-- STATED PROBLEM --
Please give the rows below as a numbered list, leaving out blank lines and pictures.

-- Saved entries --

[start]

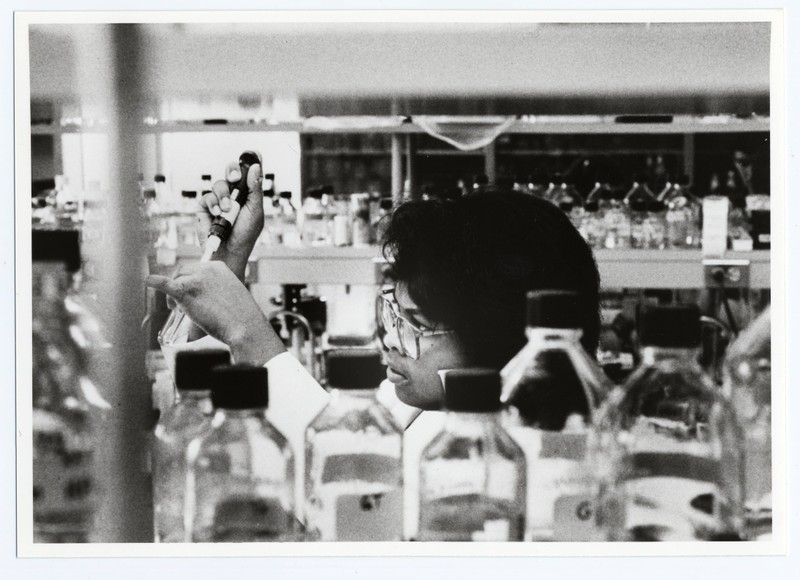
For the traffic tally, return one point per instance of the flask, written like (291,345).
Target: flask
(553,390)
(748,381)
(240,484)
(668,460)
(67,406)
(353,479)
(314,230)
(639,201)
(472,474)
(683,215)
(188,418)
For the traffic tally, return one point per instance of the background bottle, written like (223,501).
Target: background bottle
(314,230)
(553,390)
(188,418)
(669,458)
(353,479)
(472,474)
(748,381)
(240,486)
(67,406)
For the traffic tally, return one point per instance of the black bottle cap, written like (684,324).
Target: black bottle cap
(350,368)
(475,390)
(193,368)
(57,246)
(670,326)
(239,387)
(554,309)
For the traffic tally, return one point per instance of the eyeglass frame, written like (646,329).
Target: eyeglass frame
(417,332)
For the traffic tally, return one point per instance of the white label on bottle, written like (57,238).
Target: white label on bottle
(573,518)
(715,225)
(375,517)
(166,256)
(493,531)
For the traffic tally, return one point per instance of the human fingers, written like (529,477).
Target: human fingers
(169,286)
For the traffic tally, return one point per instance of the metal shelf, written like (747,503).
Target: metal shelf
(682,124)
(618,268)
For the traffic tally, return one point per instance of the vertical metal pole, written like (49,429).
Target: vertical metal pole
(490,162)
(688,155)
(410,177)
(126,514)
(397,169)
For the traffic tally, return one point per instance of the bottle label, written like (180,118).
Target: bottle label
(573,518)
(63,486)
(372,517)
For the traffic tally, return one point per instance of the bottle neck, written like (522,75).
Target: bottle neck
(360,397)
(652,355)
(536,333)
(471,424)
(233,415)
(192,397)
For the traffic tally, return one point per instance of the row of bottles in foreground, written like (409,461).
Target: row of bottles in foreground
(67,405)
(546,450)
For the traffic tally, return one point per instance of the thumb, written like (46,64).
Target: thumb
(254,176)
(161,283)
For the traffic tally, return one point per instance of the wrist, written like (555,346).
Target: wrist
(255,344)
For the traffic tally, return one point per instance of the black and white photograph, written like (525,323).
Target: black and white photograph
(401,283)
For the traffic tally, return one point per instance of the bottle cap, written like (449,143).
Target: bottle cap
(553,309)
(670,326)
(475,390)
(193,368)
(239,387)
(57,246)
(351,368)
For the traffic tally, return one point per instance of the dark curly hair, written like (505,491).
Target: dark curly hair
(470,262)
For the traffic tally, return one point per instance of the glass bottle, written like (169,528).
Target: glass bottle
(617,220)
(472,474)
(748,381)
(553,390)
(639,200)
(683,215)
(67,406)
(187,419)
(314,230)
(669,463)
(288,233)
(354,473)
(240,484)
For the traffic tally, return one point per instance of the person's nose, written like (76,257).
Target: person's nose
(391,340)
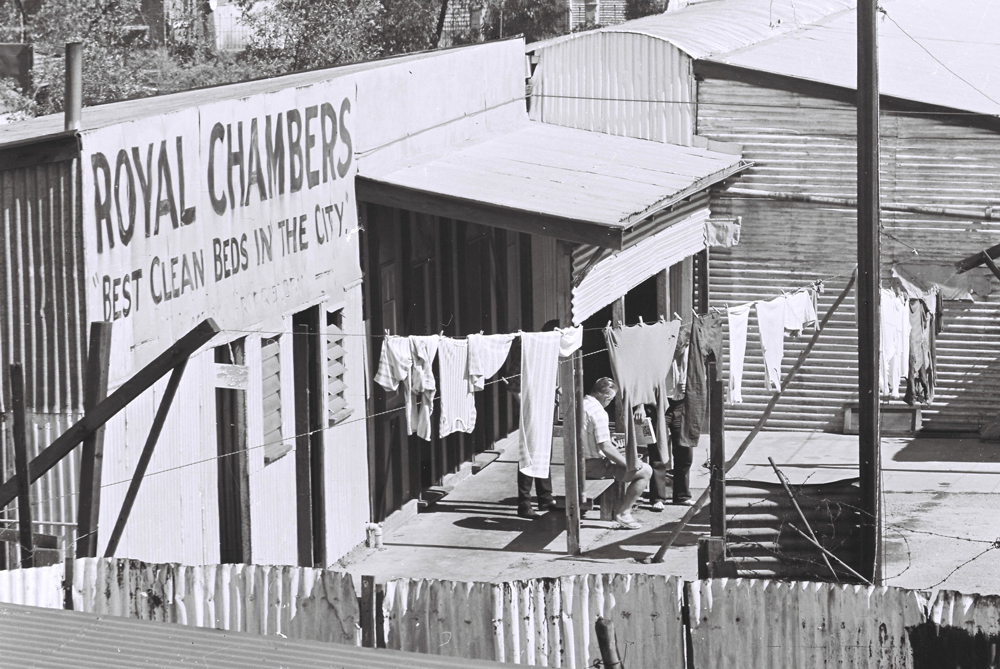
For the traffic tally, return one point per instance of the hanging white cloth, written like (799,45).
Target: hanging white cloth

[end]

-- ANSWER FOR THIS EXERCISE --
1. For the traffic tally, return one point per instance of the flask, written like (291,345).
2. Target: flask
3. (553,390)
4. (748,381)
5. (240,484)
6. (668,460)
7. (67,406)
8. (353,479)
9. (314,230)
10. (639,201)
11. (472,474)
12. (683,215)
13. (188,418)
14. For the traffic tally, return one point per instance of the background bottle, written like (223,501).
15. Target: background bottle
16. (314,230)
17. (553,390)
18. (188,418)
19. (669,458)
20. (353,479)
21. (472,474)
22. (748,381)
23. (240,486)
24. (67,406)
25. For the traffic tally, return one point per instance of the black bottle cap, written like (684,324).
26. Target: black bottle cap
27. (350,368)
28. (475,390)
29. (193,368)
30. (57,246)
31. (670,326)
32. (239,387)
33. (554,309)
34. For the traffic tally, return one point per instance of the eyeglass frame, written like (646,329).
35. Target: eyeglass frame
36. (417,332)
37. For the traffic tally, return one point per instance of the white label on bottle, written like (57,238).
38. Target: white label on bottle
39. (573,518)
40. (715,225)
41. (375,517)
42. (166,256)
43. (493,531)
44. For the traffic tally, return one point per instance of the human fingers, written like (529,477).
45. Target: human fingers
46. (169,286)
47. For the traffic tally, return one point per instance of the metal shelf, written like (747,503).
48. Target: metal shelf
49. (682,124)
50. (618,268)
51. For the traffic tally, return one point per instance of the vertical metal pole, written like (49,429).
52. Target: vertical metal pole
53. (490,162)
54. (688,155)
55. (410,177)
56. (126,514)
57. (397,169)
58. For the traffic tally, return one point per instance of the bottle label, written like (180,118).
59. Target: bottle label
60. (573,518)
61. (63,486)
62. (372,517)
63. For the traffic tally, return one point per instance of the bottle neck, written like (522,75).
64. Target: bottle neck
65. (360,397)
66. (652,355)
67. (536,333)
68. (471,424)
69. (233,415)
70. (192,397)
71. For the traffic tally, return one point per instance of the row of bottles in foreground, written like (409,461).
72. Target: row of bottles in foreground
73. (67,405)
74. (546,450)
75. For the traffic tally, return one point per instance of the thumb, written like (46,64).
76. Target: thumb
77. (254,176)
78. (161,283)
79. For the traffic tally, return one point per instance of the wrist, written like (555,346).
80. Target: wrist
81. (255,344)
82. For the traffic tally, return one point per instance of the black and white photograph, written like (525,323).
83. Target: black and white photograph
84. (401,283)
85. For the traffic tally, return one point per instance of the bottle cap, written like (449,143).
86. Target: bottle cap
87. (553,309)
88. (670,326)
89. (475,390)
90. (193,368)
91. (239,387)
92. (57,246)
93. (351,368)
94. For the traffic tally, return one point per instance of the dark curly hair, written like (505,491).
95. Target: dark curly hair
96. (470,262)
97. For the traffic tally, return one point per instance of the glass bottle, written like (169,528).
98. Target: glass bottle
99. (617,220)
100. (472,474)
101. (748,381)
102. (553,390)
103. (639,200)
104. (683,215)
105. (67,406)
106. (187,419)
107. (314,230)
108. (669,463)
109. (288,233)
110. (354,473)
111. (240,484)
112. For the traffic tally, return one point per instance of the person's nose, written like (76,257).
113. Target: person's nose
114. (391,340)
115. For the traffic tally, return one point per instance of the hanging white cloth, written like (799,45).
116. Target: hanging white cloth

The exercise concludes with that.